* The task
Return each line of the material verbatim.

* The data
========================
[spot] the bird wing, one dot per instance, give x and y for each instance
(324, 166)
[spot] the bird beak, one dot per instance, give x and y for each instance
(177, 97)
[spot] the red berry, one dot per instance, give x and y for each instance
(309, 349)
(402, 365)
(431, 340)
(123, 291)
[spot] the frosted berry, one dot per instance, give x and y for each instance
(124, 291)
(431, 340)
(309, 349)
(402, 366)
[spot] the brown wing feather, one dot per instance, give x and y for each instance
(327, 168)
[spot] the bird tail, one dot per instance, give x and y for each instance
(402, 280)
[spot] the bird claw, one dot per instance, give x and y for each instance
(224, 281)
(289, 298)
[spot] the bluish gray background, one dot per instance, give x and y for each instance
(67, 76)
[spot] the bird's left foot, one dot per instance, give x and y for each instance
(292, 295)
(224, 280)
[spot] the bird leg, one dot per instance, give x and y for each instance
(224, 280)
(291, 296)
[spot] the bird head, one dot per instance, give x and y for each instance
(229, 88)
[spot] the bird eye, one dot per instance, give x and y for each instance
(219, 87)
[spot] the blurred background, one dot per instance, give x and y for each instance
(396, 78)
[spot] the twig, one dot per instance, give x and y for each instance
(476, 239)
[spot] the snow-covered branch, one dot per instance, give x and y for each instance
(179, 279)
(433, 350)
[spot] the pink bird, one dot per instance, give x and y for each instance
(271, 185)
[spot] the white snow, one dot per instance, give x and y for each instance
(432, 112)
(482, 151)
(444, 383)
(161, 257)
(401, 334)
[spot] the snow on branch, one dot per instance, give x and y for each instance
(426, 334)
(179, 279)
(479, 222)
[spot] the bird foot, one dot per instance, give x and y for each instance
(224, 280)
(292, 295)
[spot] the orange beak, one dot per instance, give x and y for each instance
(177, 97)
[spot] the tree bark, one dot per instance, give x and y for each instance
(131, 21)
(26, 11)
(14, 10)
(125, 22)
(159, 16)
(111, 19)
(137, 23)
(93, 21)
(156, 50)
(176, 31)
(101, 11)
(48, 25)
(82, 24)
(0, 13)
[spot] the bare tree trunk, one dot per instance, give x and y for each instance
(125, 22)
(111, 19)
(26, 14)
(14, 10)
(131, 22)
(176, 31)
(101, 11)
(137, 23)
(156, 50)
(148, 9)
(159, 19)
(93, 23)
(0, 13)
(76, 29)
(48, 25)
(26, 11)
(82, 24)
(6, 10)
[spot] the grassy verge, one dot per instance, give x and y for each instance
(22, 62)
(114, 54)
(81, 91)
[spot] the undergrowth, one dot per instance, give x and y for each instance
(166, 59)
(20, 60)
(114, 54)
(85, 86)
========================
* Exercise response
[spot] the bird wing, one dot per instance, give x and y for each instance
(324, 166)
[spot] the bird beak, one dot per instance, give x and y for each instance
(177, 97)
[spot] the red berry, one dot per instance, give x and y for each instance
(309, 349)
(402, 365)
(431, 340)
(123, 291)
[spot] the frosted berry, one dot per instance, give x and y for each instance
(124, 291)
(431, 340)
(309, 349)
(402, 366)
[spot] the brown wing feather, one dot per instance, give x and y for each instance
(327, 168)
[spot] the bird tail, one dot per instance, give x and y for each instance
(402, 280)
[spot] the bird claw, one dot per instance, give x and y for each instance
(224, 281)
(289, 298)
[spot] the bluish gray background, one dot per instance, give x and y for each instance
(67, 76)
[spot] the bird's left foot, one dot per instance, give x and y for each instance
(292, 295)
(224, 280)
[spot] the bird leg, one dot per instance, give x and y for each instance
(224, 280)
(291, 296)
[spot] the bird head, one dot per instance, give x and y for each instance
(229, 88)
[spot] the bird eye, one dot per instance, give x and y for each instance
(219, 87)
[spot] the blurred background, one dot per instance, give x and y for each instance
(396, 78)
[spot] the twig, one dot per instance, give x and y for each instance
(476, 239)
[spot] the snow-covered branch, one dot per instance, give x and y for each instance
(179, 279)
(433, 350)
[spot] the pink bird, one dot per instance, give x and y for each instance
(271, 185)
[spot] the white snow, one dot per instance, give x and y for each instance
(432, 112)
(482, 151)
(444, 383)
(161, 257)
(401, 334)
[spot] the snow on branch, one dot per instance, give x and y for each instance
(426, 334)
(179, 279)
(479, 222)
[spot] the bird foot, one dot per instance, give x and y for each instance
(224, 280)
(292, 295)
[spot] the orange beak, one dot per instance, give x and y for each instance
(177, 97)
[spot] the tree bark, one dot per instance, give x and y for each instance
(131, 21)
(26, 11)
(14, 10)
(125, 22)
(159, 16)
(111, 19)
(137, 23)
(93, 21)
(156, 50)
(176, 31)
(101, 11)
(48, 25)
(82, 24)
(0, 13)
[spot] the bare tree trunk, one dot per instance, give x and y for each instance
(125, 22)
(111, 19)
(26, 14)
(14, 10)
(131, 22)
(176, 31)
(101, 11)
(137, 23)
(156, 50)
(148, 9)
(159, 19)
(93, 23)
(0, 13)
(76, 29)
(48, 25)
(26, 11)
(82, 24)
(6, 10)
[spot] the grassy verge, one dot per instance, give x and y for each instance
(22, 62)
(114, 54)
(81, 91)
[spot] the undergrowth, one dot per instance, give x and y for each instance
(166, 59)
(20, 60)
(114, 54)
(85, 86)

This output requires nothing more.